== EXERCISE DESCRIPTION ==
Set out each line of the data below as a Markdown table with the columns No. and Text, numbering the rows and skipping blank lines. Leave the pictures out.

== RECORDS FOR THIS TASK ==

+ + + + + + +

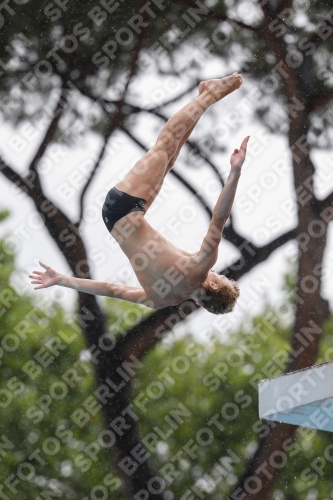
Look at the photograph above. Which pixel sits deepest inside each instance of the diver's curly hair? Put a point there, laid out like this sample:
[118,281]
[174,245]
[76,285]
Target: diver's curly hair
[222,300]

+ + + + + + +

== EXERCISE SOLUTION ==
| No. | Text |
|---|---|
| 1 | Look at the photograph above. Which pixel sits deepest inside each instance of the diver's curly hair? Put a point there, laid out like this sample: |
| 2 | [118,281] |
| 3 | [174,245] |
| 4 | [76,285] |
| 5 | Target: diver's curly hair |
| 6 | [222,300] |